Task list ▸
1 – Print, word for word, the stretch of the conference announcement from "Impact of Corruption" through "(24-28 October 2011)".
2 – According to the conference announcement, delegates from how many countries attended the Marrakech conference?

Document text ▸
Impact of Corruption on Development and how States can Better Tackle Corruption Under the Spotlight at UN Anti-Corruption Conference in Morocco
The Fourth Session of the Conference of the States Parties to the United Nations Convention against Corruption in Marrakech (24-28 October 2011)
More than one thousand delegates from 129 countries, as well as representatives of civil society, international organizations, parliaments, the media, anti-corruption authorities and the private sector attended the United Nation's Anti-corruption Conference held in Morocco from 24-28 October 2011. A large number of senior level company officials were present demonstrating their commitment to build strong corporate compliance cultures and acknowledging that the Convention is a key instrument for building a level-playing field for global competition, requiring action by multi-national enterprises and by Governments. Iranian's delegation lead by H.E. Mr. Valiollah Khobreh, Vice President of the General Inspection Organization and representatives of the Ministry Justice, Ministry of Foreign Affairs, and the Judiciary participated in the Conference. The Iranian Permanent Representative in Vienna also participated in the Conference as head of the Group of 77 and China.

Record set ▸
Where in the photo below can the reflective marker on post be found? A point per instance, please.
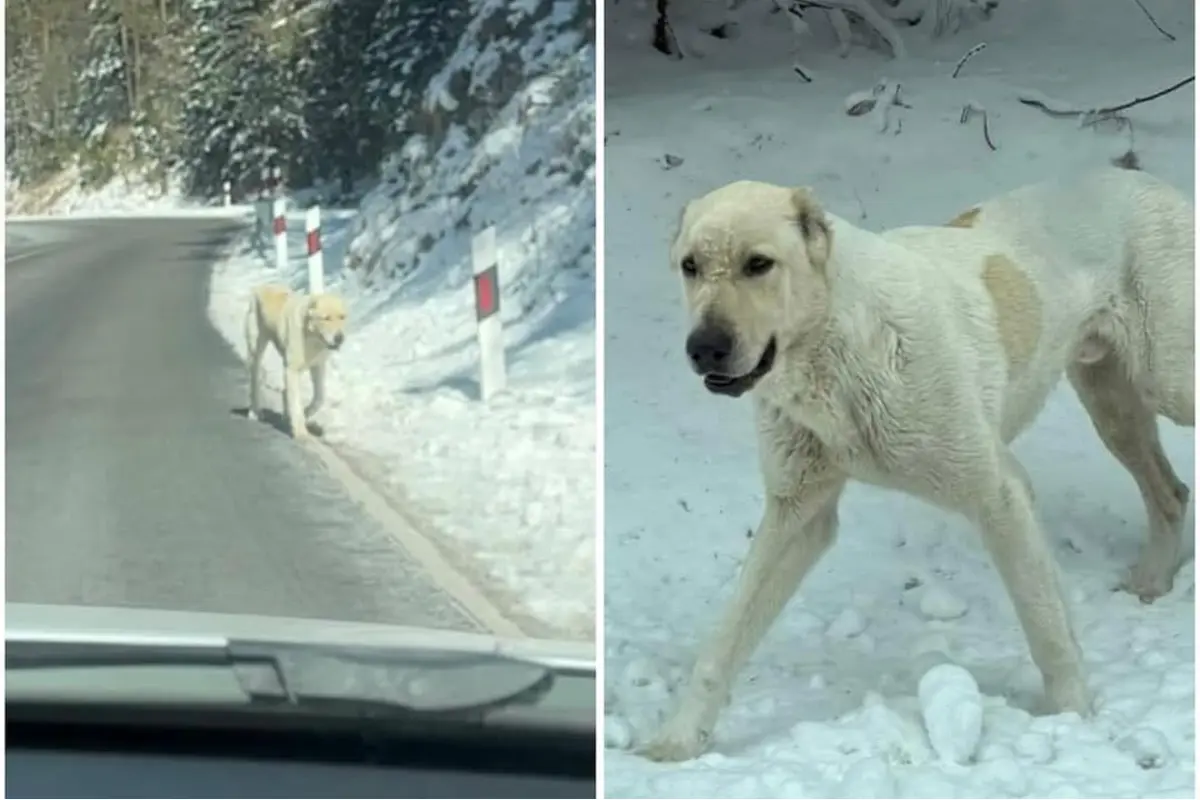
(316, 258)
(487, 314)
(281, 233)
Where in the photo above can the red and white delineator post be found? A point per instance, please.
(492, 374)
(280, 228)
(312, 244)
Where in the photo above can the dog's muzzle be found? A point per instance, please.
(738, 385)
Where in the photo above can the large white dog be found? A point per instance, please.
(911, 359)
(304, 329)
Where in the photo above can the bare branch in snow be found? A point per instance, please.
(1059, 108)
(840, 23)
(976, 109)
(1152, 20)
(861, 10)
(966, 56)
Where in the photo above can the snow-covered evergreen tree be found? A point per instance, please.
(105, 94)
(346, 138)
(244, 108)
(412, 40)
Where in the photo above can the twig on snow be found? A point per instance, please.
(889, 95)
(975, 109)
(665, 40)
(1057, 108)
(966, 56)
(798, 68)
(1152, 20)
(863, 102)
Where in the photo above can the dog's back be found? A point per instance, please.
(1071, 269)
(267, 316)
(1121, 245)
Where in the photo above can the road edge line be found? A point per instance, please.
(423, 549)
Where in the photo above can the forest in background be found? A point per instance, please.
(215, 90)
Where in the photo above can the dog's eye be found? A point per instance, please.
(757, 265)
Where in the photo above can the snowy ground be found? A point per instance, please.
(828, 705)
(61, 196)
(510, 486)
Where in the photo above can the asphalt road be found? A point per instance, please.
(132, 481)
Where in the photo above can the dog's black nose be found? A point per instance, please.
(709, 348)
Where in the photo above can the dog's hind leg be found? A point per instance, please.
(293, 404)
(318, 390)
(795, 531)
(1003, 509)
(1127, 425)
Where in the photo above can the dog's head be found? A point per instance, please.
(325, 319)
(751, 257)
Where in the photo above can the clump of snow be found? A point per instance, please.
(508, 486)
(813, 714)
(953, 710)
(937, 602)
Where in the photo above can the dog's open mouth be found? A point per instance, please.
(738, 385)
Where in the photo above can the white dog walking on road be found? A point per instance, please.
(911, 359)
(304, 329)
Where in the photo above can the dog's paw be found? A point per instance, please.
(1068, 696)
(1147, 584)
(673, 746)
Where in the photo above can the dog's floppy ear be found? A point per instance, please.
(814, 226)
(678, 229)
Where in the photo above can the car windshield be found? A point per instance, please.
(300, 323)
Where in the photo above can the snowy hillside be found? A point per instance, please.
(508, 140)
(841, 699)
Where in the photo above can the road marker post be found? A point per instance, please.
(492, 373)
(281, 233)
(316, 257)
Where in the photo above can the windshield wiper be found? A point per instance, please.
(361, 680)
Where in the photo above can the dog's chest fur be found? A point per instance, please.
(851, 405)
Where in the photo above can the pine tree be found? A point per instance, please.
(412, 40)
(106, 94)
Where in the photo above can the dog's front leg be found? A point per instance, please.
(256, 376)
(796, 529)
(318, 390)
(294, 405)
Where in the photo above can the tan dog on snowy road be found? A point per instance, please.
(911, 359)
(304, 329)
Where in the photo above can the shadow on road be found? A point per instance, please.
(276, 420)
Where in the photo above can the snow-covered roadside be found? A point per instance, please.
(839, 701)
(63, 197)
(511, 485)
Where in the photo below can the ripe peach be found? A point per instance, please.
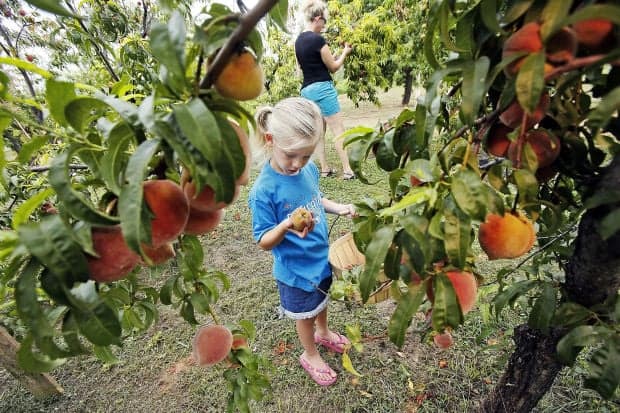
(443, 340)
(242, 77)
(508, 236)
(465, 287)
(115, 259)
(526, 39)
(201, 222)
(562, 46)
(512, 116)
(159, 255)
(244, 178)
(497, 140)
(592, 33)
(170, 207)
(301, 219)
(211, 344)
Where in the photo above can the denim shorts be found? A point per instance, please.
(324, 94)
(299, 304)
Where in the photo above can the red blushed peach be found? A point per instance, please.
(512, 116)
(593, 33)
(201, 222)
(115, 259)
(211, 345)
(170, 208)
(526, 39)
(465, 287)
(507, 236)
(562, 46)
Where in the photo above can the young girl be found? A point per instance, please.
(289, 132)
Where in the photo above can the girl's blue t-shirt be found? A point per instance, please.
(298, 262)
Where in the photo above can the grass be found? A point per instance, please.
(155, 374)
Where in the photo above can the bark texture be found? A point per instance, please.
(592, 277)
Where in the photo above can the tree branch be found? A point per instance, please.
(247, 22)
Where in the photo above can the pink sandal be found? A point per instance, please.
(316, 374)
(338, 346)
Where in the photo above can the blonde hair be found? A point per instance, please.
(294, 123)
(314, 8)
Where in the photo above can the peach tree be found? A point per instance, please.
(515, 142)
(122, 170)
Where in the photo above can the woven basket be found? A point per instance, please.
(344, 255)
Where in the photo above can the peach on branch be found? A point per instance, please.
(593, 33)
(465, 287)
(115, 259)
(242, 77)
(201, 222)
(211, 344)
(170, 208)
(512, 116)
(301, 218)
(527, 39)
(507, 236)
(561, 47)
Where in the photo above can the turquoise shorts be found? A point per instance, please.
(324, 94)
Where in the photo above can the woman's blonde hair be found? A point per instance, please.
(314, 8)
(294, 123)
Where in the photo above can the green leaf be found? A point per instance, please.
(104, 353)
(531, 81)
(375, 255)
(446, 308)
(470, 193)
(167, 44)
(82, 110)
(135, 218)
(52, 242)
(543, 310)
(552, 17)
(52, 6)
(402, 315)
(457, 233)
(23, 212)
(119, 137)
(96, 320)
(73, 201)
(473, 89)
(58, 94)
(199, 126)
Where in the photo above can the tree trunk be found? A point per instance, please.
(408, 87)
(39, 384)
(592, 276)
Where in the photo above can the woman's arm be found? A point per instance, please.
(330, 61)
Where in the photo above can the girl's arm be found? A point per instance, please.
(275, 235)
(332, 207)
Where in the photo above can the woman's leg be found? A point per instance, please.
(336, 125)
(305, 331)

Complete answers ▸
1 –
Impact of Corruption on Development and how States can Better Tackle Corruption Under the Spotlight at UN Anti-Corruption Conference in Morocco
The Fourth Session of the Conference of the States Parties to the United Nations Convention against Corruption in Marrakech (24-28 October 2011)

2 – 129 countries.